--- Start of Provided material ---

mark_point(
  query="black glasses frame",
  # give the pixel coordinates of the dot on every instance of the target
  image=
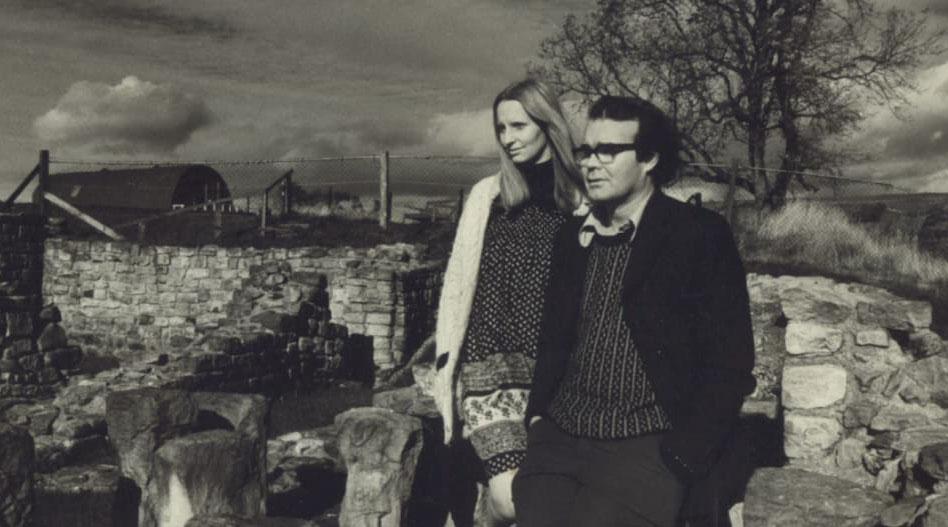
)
(604, 152)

--- End of Provided material ---

- Exercise directions
Render every line of the data above as a numbered list, omitting blank lines and leaving out the picture.

- Worked answer
1. mark_point(
2.   query="black glasses frame",
3.   # give the pixel coordinates of the dot on every instance of the target
4.   image=
5. )
6. (604, 152)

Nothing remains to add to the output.